▸ **What the task requires**:
Each line from the one that contains "jetty in that image above" to the last line of the records below must be restated word for word.

▸ **Task input**:
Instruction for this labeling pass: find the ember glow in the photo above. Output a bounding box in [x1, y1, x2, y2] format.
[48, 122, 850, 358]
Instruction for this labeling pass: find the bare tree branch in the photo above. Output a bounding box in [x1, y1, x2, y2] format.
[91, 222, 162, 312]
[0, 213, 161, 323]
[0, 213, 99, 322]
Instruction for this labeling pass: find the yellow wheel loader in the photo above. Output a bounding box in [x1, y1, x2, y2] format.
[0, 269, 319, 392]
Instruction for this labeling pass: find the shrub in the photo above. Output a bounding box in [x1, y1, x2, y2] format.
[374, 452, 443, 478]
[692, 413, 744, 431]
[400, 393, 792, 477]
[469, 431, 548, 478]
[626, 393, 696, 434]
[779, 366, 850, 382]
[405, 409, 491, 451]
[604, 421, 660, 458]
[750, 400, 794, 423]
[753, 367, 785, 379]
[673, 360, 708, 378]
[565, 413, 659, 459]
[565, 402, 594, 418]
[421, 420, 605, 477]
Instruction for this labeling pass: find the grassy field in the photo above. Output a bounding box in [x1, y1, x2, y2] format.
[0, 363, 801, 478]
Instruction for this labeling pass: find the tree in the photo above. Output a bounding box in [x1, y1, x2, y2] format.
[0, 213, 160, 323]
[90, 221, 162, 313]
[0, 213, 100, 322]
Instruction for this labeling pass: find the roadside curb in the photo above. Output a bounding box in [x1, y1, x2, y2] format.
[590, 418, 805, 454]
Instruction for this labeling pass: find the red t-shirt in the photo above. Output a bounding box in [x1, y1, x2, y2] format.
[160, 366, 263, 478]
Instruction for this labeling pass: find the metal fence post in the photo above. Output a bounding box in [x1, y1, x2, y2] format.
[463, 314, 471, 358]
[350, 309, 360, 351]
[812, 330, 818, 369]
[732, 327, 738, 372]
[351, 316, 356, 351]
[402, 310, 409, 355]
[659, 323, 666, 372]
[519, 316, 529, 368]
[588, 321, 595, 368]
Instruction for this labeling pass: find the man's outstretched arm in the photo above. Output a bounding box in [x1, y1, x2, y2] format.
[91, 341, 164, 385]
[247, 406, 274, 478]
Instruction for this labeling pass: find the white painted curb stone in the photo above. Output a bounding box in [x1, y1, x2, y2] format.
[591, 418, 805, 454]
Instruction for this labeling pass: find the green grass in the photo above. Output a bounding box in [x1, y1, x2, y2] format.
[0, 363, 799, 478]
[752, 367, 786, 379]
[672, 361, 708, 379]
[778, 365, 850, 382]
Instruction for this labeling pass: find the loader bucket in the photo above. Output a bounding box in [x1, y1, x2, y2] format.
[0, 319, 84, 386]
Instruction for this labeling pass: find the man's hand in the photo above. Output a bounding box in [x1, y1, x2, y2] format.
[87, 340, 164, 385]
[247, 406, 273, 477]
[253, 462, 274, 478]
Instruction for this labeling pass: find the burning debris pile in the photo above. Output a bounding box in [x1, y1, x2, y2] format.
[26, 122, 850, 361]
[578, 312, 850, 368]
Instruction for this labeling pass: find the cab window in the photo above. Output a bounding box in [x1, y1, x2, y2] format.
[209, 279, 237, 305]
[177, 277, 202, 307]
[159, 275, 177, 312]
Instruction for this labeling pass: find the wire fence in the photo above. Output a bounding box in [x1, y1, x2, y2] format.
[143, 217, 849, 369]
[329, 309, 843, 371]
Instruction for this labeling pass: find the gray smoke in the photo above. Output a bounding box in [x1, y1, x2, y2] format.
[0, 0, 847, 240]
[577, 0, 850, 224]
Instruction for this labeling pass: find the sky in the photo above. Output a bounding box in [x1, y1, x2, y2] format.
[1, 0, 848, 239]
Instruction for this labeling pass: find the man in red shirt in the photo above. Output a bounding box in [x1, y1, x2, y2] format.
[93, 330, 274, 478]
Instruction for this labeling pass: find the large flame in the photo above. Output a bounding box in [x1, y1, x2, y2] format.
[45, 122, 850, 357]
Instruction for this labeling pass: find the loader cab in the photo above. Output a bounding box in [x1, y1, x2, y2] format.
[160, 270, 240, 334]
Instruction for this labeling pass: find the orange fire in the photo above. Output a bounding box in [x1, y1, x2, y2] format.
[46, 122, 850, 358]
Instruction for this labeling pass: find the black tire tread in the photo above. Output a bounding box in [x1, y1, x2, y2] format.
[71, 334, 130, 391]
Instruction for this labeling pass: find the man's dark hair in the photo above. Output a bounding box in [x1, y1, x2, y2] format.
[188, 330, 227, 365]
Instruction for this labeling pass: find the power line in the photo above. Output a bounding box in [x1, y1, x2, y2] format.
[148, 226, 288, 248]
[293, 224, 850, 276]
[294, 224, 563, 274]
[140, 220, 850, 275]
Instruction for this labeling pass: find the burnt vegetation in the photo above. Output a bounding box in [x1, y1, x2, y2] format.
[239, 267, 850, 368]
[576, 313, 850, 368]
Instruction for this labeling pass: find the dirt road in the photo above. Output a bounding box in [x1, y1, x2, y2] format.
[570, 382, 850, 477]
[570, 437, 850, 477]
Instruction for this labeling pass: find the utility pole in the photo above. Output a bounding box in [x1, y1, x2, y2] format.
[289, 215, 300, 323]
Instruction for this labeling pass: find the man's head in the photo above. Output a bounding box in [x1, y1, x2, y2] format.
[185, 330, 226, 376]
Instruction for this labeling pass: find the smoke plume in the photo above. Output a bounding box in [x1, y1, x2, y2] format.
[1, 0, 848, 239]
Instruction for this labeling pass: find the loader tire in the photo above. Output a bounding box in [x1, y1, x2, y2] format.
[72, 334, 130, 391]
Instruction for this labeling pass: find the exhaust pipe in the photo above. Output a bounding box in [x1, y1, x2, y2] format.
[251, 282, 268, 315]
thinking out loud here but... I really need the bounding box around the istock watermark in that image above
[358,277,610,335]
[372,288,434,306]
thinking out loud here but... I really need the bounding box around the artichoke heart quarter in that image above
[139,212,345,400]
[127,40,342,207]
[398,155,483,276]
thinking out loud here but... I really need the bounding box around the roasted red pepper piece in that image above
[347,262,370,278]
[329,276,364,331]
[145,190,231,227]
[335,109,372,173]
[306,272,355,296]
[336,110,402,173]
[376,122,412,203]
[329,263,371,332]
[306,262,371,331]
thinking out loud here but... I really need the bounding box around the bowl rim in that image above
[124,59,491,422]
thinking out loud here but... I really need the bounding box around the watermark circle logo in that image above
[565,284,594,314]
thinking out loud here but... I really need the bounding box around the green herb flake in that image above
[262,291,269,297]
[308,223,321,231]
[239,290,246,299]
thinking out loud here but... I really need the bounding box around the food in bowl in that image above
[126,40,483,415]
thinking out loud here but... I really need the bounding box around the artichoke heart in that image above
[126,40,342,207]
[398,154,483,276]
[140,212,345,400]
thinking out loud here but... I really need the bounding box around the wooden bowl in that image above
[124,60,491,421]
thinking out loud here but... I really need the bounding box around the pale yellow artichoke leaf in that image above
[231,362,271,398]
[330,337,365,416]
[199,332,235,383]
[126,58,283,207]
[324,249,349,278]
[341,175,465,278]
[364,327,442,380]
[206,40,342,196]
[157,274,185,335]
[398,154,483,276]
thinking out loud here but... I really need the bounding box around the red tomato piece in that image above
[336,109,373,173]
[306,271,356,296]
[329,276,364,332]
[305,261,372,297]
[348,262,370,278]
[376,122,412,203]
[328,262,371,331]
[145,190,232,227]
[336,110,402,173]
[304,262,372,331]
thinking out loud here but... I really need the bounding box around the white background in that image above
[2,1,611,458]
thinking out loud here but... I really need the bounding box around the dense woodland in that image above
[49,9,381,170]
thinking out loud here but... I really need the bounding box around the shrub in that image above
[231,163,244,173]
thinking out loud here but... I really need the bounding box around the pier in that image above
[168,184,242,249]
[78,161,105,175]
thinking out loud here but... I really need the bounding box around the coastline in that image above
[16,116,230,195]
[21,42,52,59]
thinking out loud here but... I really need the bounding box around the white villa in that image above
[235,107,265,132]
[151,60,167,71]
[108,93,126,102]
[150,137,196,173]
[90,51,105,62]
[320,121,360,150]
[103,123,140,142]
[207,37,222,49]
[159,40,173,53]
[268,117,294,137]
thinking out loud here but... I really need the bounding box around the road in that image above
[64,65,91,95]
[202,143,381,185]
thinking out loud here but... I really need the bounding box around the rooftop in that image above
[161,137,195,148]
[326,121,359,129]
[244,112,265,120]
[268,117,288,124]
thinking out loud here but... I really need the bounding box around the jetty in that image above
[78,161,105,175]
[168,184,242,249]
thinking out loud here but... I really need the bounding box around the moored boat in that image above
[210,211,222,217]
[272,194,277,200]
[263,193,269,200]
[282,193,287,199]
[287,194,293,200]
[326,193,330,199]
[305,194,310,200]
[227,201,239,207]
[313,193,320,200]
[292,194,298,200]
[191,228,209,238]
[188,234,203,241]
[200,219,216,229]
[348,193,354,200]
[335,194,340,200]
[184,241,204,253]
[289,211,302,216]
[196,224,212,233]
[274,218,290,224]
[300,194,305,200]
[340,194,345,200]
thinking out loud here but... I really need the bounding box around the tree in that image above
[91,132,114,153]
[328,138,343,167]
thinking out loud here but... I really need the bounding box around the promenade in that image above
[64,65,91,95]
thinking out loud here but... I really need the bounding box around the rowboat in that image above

▸ **Your response**:
thinking out loud here but... I really need the bounding box around the jetty in that image above
[78,161,105,175]
[168,184,242,249]
thinking out loud here but... I really need the bounding box around the moored boat in that image above
[210,211,222,217]
[272,194,277,200]
[263,193,269,200]
[282,193,287,199]
[287,194,293,200]
[326,193,330,199]
[305,194,310,200]
[227,201,239,207]
[313,193,320,200]
[292,194,298,200]
[191,228,209,238]
[188,234,203,241]
[200,219,216,229]
[348,193,354,200]
[335,194,340,200]
[184,241,204,253]
[289,211,302,216]
[196,224,212,233]
[274,218,290,224]
[300,194,305,200]
[340,194,345,200]
thinking out loud here but... I really need the bounding box around the tree in that image above
[91,132,114,153]
[328,138,343,167]
thinking out loud here but... I really need the bounding box around the promenade in that image above
[64,65,91,95]
thinking out loud here but... I really need the bounding box around the rowboat in that image above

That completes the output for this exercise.